EXERCISES>
1. In the blog post about conspiracy novels, which two authors does the questioner name as writing conspiracy theory novels?
2. Reproduce the passage of the blog post about conspiracy novels starting at "Perhaps it’s a" and ending at "story among millions’?".

Ever worried that the kind of novel you’re writing will suddenly hit market saturation and you won’t have a market for it anymore?
Carrie posted this question on my “Ask A Question For My Blog” page:
I have a number of ideas snowflaked to one degree or another. While they represent a number of genres (literary, mystery, cozy, etc.), a lot of them involve conspiracies or one kind or another and most of those are set in the near future, with the government or some arm of the government being the primary conspirator.
Perhaps it’s a sign of the times, but it seems like a lot of people are doing ‘conspiracy theory’ novels, from Joel Rosenberg to Seth. Even me.
Can as broad a topic as ‘conspiracy theories’ reach the point of saturation with readers, editors and publishers?
If so, are we anywhere near that point with conspiracies?
To rephrase it, how do I know my story will not be ‘just another kook fringe story among millions’?

DATA ROWS>
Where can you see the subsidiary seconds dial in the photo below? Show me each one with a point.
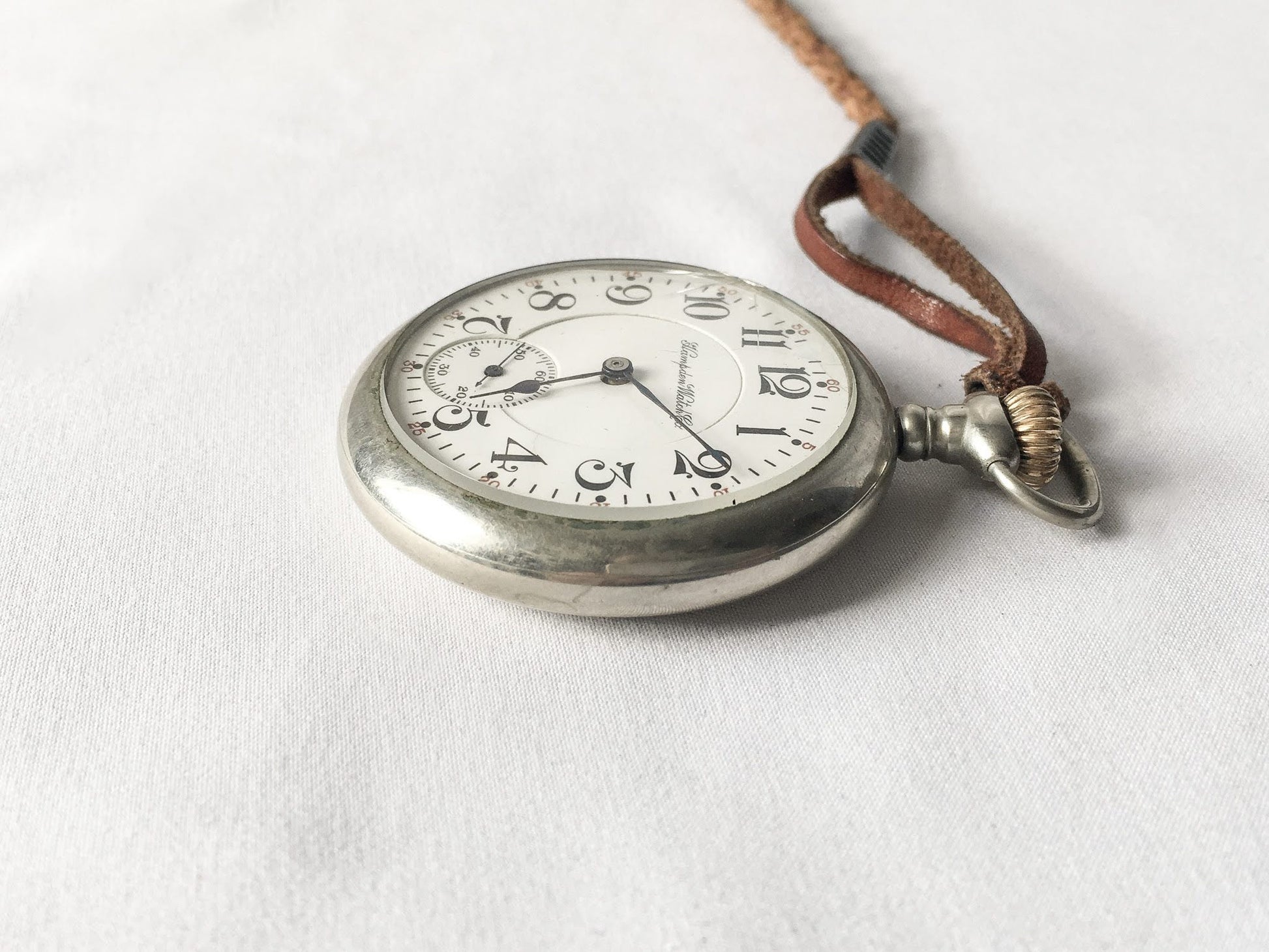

==

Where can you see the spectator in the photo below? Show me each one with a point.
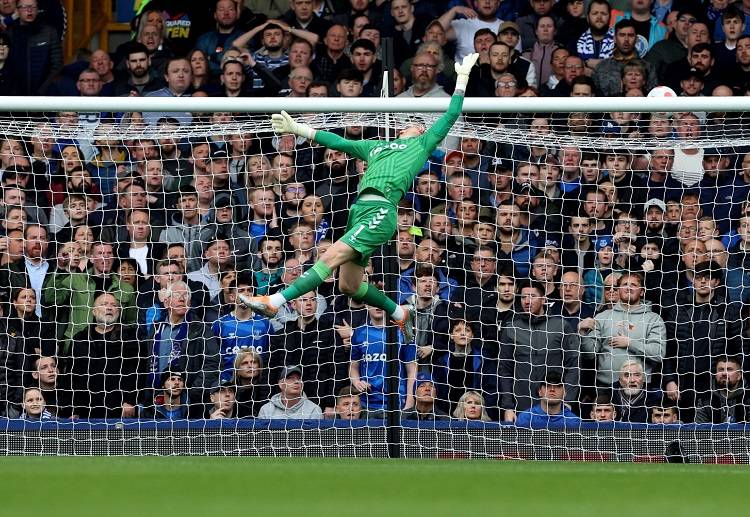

TASK-BY-TASK ANSWERS>
1. Joel Rosenberg and Seth.

2.
Perhaps it’s a sign of the times, but it seems like a lot of people are doing ‘conspiracy theory’ novels, from Joel Rosenberg to Seth. Even me.
Can as broad a topic as ‘conspiracy theories’ reach the point of saturation with readers, editors and publishers?
If so, are we anywhere near that point with conspiracies?
To rephrase it, how do I know my story will not be ‘just another kook fringe story among millions’?